§ **EXERCISE BRIEF**
Repeat word for word the part of the CXL mock events review below, starting with "If it has more" and going on through "may have crashed)".

--- START PASSAGE PROVIDED ---

Re: [PATCH 09/11] cxl/test: Add generic mock events

From: Jonathan Cameron
Date: Wed Nov 16 2022 - 11:01:08 EST


On Thu, 10 Nov 2022 10:57:56 -0800
ira.weiny@xxxxxxxxx wrote:

> From: Ira Weiny <ira.weiny@xxxxxxxxx>
>
> Facilitate testing basic Get/Clear Event functionality by creating
> multiple logs and generic events with made up UUID's.
>
> Data is completely made up with data patterns which should be easy to
> spot in trace output.
>
> A single sysfs entry resets the event data and triggers collecting the
> events for testing.
>
> Test traces are easy to obtain with a small script such as this:
>
> #!/bin/bash -x
>
> devices=`find /sys/devices/platform -name cxl_mem*`
>
> # Turn on tracing
> echo "" > /sys/kernel/tracing/trace
> echo 1 > /sys/kernel/tracing/events/cxl/enable
> echo 1 > /sys/kernel/tracing/tracing_on
>
> # Generate fake interrupt
> for device in $devices; do
> echo 1 > $device/event_trigger
> done
>
> # Turn off tracing and report events
> echo 0 > /sys/kernel/tracing/tracing_on
> cat /sys/kernel/tracing/trace
>
> Signed-off-by: Ira Weiny <ira.weiny@xxxxxxxxx>
Hi Ira,

I don't think your mocked device is now obeying the spec
after changes in the core code that mean it gets a larger
request than previously.
If it has more than 1 record and the read is for 3 it
must return more than 1 and only set MORE_RECORDS if there
are more than 3.

Gah. The more event records approach also suffers the
same problem that poison list does. You have no way
to be sure that "previous software" (which may have crashed)
hasn't already read some. So in the core code we probably
need to do one more read on initial boot to be sure we have
all the records. Not sure how I spotted that for poison
but never noticed it for these. At least for these records
the expectation is that there won't be a huge number of them
so reading one more time is fine - particularly as you clear
them on that initial read so the list will get shorter.

--- END PASSAGE PROVIDED ---
--- START DATA EXTRACT ---

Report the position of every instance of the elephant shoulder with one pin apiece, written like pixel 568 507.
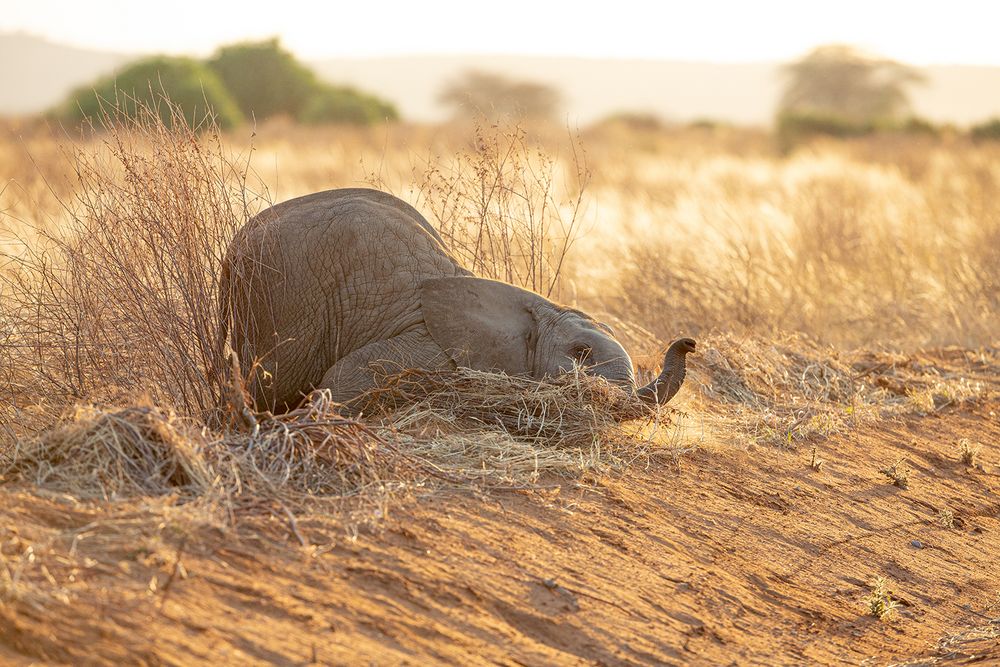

--- END DATA EXTRACT ---

§ **TASK ANSWER**
If it has more than 1 record and the read is for 3 it
must return more than 1 and only set MORE_RECORDS if there
are more than 3.

Gah. The more event records approach also suffers the
same problem that poison list does. You have no way
to be sure that "previous software" (which may have crashed)